» Written task
In the records below, swap every "query" for "target" and leave everything else unchanged.

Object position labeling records
-*-
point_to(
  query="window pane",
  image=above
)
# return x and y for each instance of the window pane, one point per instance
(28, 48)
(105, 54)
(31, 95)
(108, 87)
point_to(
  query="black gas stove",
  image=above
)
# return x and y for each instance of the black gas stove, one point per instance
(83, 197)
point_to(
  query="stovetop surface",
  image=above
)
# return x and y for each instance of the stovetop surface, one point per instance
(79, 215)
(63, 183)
-*-
» The result
point_to(
  target="window pane",
  image=above
)
# return x and y for each instance of the window pane, one point per instance
(28, 48)
(105, 54)
(31, 95)
(108, 87)
point_to(
  target="black gas stove",
  image=above
)
# return x and y for each instance of the black gas stove, one point per instance
(83, 197)
point_to(
  target="stovetop surface",
  image=above
)
# return x and y for each instance of the stovetop surface, one point per instance
(79, 215)
(63, 183)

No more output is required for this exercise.